__Requisitos__:
- 1) Reproduza sem alterações o trecho do texto sobre Direitos Humanos e Igreja que começa em "Ouça e leia" e segue até "e a Igreja.".
- 2) Responda com base no texto sobre Direitos Humanos e Igreja:
(a) Quantos anos da Declaração dos Direitos Humanos se celebravam no dia da entrevista?
(b) Segundo o sacerdote, quais são as duas grandes fontes da história do Ocidente?
(c) Que fenômeno atual exige uma atenção maior da sociedade?

Direitos Humanos e Igreja: dar voz a quem não tem voz

Ouça e leia a entrevista com o Pe. Wellistony Carvalho Viana, Diretor Espiritual do Colégio Pio Brasileiro, em Roma, pós-doutor em Filosofia Contemporânea e trabalhou muitos anos na comissão de DH da Arquidiocese de Teresina (PI).

Bianca Fraccalvieri - Cidade do Vaticano

No dia em que celebramos os 70 anos da Declaração dos Direitos Humanos, o VaticanNews/Rádio Vaticano entrevistou o Pe. Wellistony Carvalho Viana. Ele é o Diretor Espiritual do Colégio Pio Brasileiro, em Roma, pós-doutor em Filosofia Contemporânea e trabalhou muitos anos na comissão de Direitos Humanos da Arquidiocese de Teresina (PI).

Nesta entrevista, Pe. Wellistony fala de modo especial da relação entre os Direitos Humanos e a Igreja.

“A Declaração está fundada na história do Ocidente, que tem basicamente duas grandes fontes: a razão grega e a fé cristã, Atenas e Jerusalém. Destas duas raízes é que surgiram os grandes valores da nossa civilização.”

O sacerdote ressalta que as pautas da luta pelos Direitos humanos vão mudando de acordo com o ritmo das agressões. “Hoje, por exemplo, há o fenômeno das migrações que exige uma atenção maior da sociedade e a Igreja é chamada a dar voz àqueles que não tem voz.”

Ouça a reportagem completa

Qual a relação da Igreja com os Direitos Humanos?

__Dados fornecidos__:
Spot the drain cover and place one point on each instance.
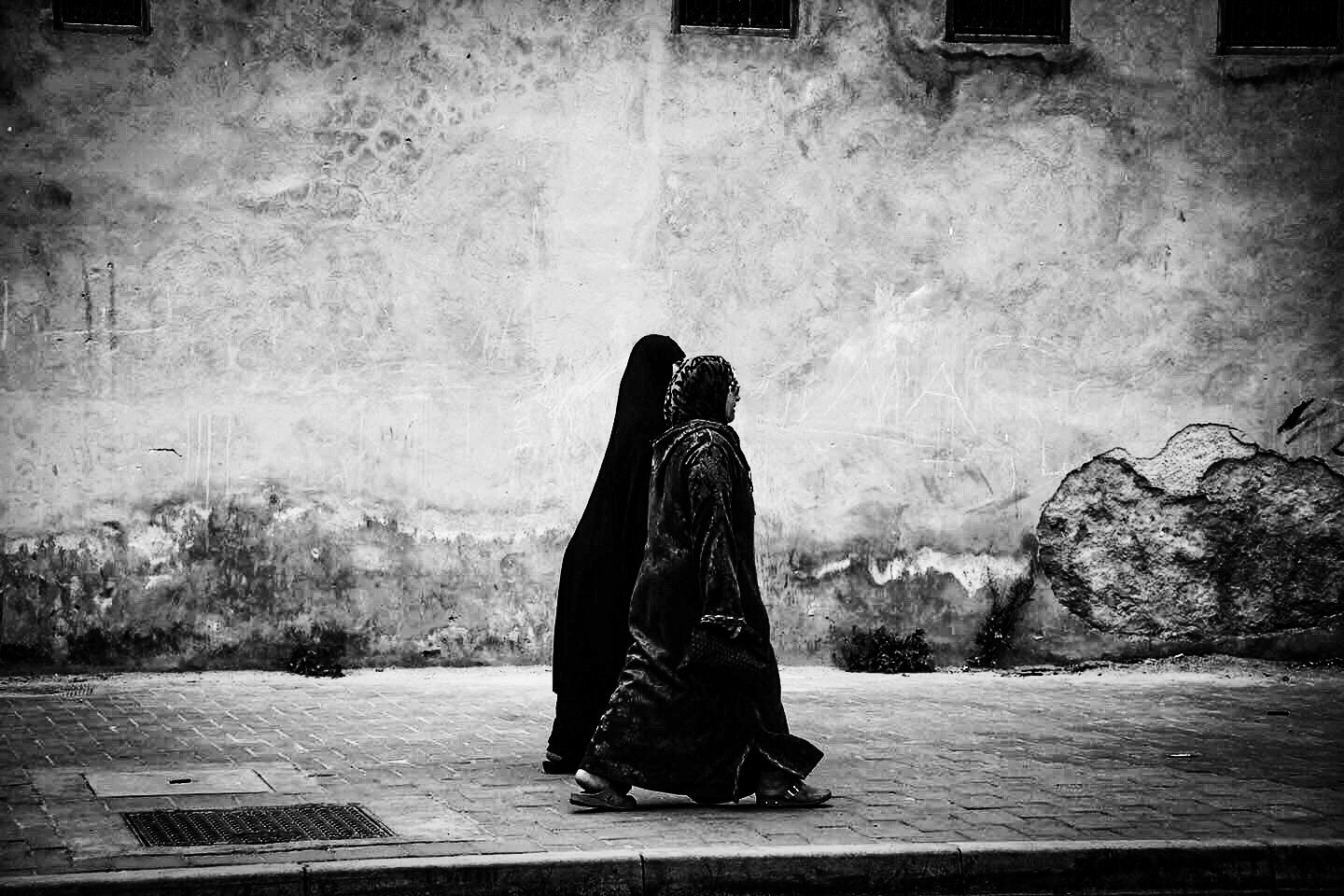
==
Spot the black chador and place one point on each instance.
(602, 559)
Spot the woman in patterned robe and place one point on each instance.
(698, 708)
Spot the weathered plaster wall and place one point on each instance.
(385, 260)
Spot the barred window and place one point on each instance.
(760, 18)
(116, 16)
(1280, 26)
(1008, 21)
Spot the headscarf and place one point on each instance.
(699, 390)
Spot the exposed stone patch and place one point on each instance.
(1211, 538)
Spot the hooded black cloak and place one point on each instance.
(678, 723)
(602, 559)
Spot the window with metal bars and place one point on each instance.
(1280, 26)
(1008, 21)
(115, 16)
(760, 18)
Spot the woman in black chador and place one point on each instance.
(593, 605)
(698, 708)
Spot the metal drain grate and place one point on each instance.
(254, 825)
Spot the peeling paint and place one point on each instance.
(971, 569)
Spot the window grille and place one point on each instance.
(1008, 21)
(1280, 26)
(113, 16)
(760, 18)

__Resultados em ordem__:
- 1)
Ouça e leia a entrevista com o Pe. Wellistony Carvalho Viana, Diretor Espiritual do Colégio Pio Brasileiro, em Roma, pós-doutor em Filosofia Contemporânea e trabalhou muitos anos na comissão de DH da Arquidiocese de Teresina (PI).

Bianca Fraccalvieri - Cidade do Vaticano

No dia em que celebramos os 70 anos da Declaração dos Direitos Humanos, o VaticanNews/Rádio Vaticano entrevistou o Pe. Wellistony Carvalho Viana. Ele é o Diretor Espiritual do Colégio Pio Brasileiro, em Roma, pós-doutor em Filosofia Contemporânea e trabalhou muitos anos na comissão de Direitos Humanos da Arquidiocese de Teresina (PI).

Nesta entrevista, Pe. Wellistony fala de modo especial da relação entre os Direitos Humanos e a Igreja.

- 2)
(a) 70 anos.
(b) A razão grega e a fé cristã (Atenas e Jerusalém).
(c) O fenômeno das migrações.